··· PASSAGE ···

Saturday, April 12, 2008

Technical Difficulties Please Stand By

Since it looks like it will still be awhile before I'm up to reading trashy books at any sort of speed, I thought I would post a little explanation of my health condition, surgery etc.

In October of 2007 I found out that I have moyamoya disease. How did I get a condition with such an awesome name, well I guess I'm just lucky. Moyamoya is a relatively rare disease where (typically) the internal carotid arteries (main supply of blood to brain) narrow over time until they completely close off. I was lucky to present with a small stroke that caused some loss of vision. I say lucky because my brain re-wired itself in a couple months to compensate for the lost brain power and my vision returned to the same as before the stroke.

Moyamoya means roughly 'puff of smoke' in Japanese, which I'm told is exactly what it looks like on an angiogram. There is no known cause of moyamoya and no medical treatment. There are re-vascularization surgeries that involve drilling open your skull and bringing blood from some other artery into the brain, effectively by-passing the blocked carotid. I was sort of reluctant to just jump into that solution however.

So my husband and I did a couple months of research, pursued a oxygen perfusion test (PET scan at Washington University Medical School) to see if my brain was actually in any distress, and then had to weigh the risks of surgery against my personal version of moyamoya. I knew I was having some TIA's (temporary ischemic attacks) which wasn't a good sign, but my vertebral arteries that come up the back of the neck to the brain were very large compared to most people and seemed to have compensated for the lack of blood flow up front. In the end the PET scan confirmed that the right side of my brain was not getting as much oxygen as would be ideal, so we decided to pursue surgery.

Standford Medical Center has a neurosurgeon named Gary Steinberg who has been treating adult and pediatric moyamoya patients since the early 1990's. While re-vascularization surgeries are a fairly common neurosurgery, being a moyamoya brain adds a level of complication to your anesthesia that you really want your doctors to be familiar with. So with the blessing of our insurance company, thank goodness, off we went to Stanford.

March 19th I let them cut open the right side of my head, take my temporal artery, cut a hole in my skull and sew it to the middle cerebral artery in my brain. Then they closed up my skull with some cool titanium plates, sewed up my temporal muscle (think chewing) and stapled up my skin. On March 25th I let them do it again on the left side. Two and a half weeks later, my energy is still pretty low, and I have a constant low level headache. I'm still taking 400 mg of ibuprofen every six hours. Truthfully I can do most anything, just computer, reading, thinking too hard, getting my kids ready for school in the morning, all give me a whopper of a headache. Which is what posting this has given me. I hope I haven't given you one too.

4 comments:

Marg said...

My goodness...that's more than a technical difficulty.

Here's hoping that the operation was a success and that you have a full recovery.

Thinking of you and your family.

Anonymous said...

Hey, I'm just impressed that you're back to using Twitter! Want to know the best way to cure a headache? Pop Rocks! Yep, yep. Does the trick every time.

Heloise said...

Thanks Marg, according to the doctors everything so far is very normal.

Anne, I just happen to have some pop rocks, are you sure about this cure?

Heloise said...

Just an update, week five after surgery and I would say I'm almost back to normal. Still tired, but very close to a normal tired. Yea!

···

#### [PROBLEM]
Can you quote the part of the moyamoya post that opens with the words containing "Hey, I'm just" and closes with "is very normal."? These records were taken from a source other than the moyamoya post.

··· DATASET EXTRACT ···

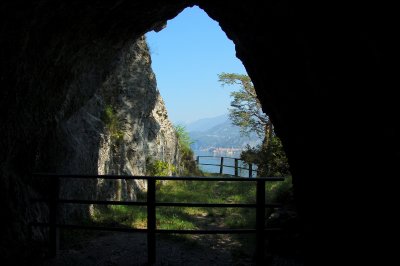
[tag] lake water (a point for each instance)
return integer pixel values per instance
(216, 159)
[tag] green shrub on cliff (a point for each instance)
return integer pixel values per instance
(110, 119)
(187, 156)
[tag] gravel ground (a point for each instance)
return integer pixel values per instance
(130, 249)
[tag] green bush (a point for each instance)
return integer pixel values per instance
(187, 156)
(110, 119)
(159, 168)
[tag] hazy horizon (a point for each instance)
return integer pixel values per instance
(187, 57)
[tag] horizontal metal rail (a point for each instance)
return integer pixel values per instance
(230, 166)
(158, 231)
(128, 177)
(151, 205)
(158, 204)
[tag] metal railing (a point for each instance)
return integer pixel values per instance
(54, 203)
(221, 165)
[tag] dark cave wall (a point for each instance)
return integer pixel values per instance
(327, 86)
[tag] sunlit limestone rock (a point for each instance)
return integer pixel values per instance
(118, 131)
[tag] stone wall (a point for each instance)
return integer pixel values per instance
(120, 130)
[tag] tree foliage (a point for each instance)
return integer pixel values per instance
(187, 156)
(246, 109)
(246, 112)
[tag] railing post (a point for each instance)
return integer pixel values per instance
(260, 221)
(54, 234)
(236, 167)
(151, 221)
(250, 170)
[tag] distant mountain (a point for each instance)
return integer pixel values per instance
(206, 123)
(223, 135)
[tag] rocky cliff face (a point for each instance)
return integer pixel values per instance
(122, 128)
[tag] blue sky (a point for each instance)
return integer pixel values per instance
(187, 57)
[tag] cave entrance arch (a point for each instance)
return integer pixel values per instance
(187, 55)
(307, 76)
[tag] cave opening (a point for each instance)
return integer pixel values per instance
(323, 85)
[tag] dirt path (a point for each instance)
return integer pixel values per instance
(130, 249)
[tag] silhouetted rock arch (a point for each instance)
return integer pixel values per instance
(326, 86)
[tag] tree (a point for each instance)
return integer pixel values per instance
(246, 112)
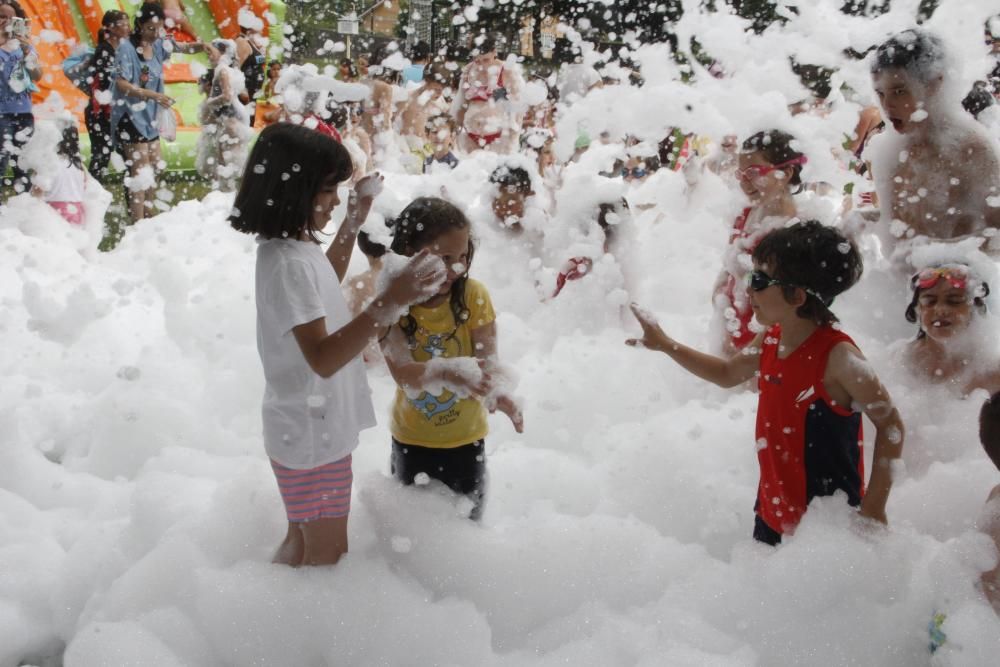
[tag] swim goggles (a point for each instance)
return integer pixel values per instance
(759, 281)
(956, 275)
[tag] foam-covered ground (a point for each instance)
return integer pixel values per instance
(138, 513)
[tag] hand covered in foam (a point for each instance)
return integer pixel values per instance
(404, 281)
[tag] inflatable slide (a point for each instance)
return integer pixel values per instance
(60, 26)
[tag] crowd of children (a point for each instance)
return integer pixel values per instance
(418, 309)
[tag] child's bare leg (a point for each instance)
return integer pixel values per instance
(291, 548)
(325, 541)
(137, 198)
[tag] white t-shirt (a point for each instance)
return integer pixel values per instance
(309, 421)
(68, 184)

···

#### [RESPONSE]
Hey, I'm just impressed that you're back to using Twitter! Want to know the best way to cure a headache? Pop Rocks! Yep, yep. Does the trick every time.

Heloise said...

Thanks Marg, according to the doctors everything so far is very normal.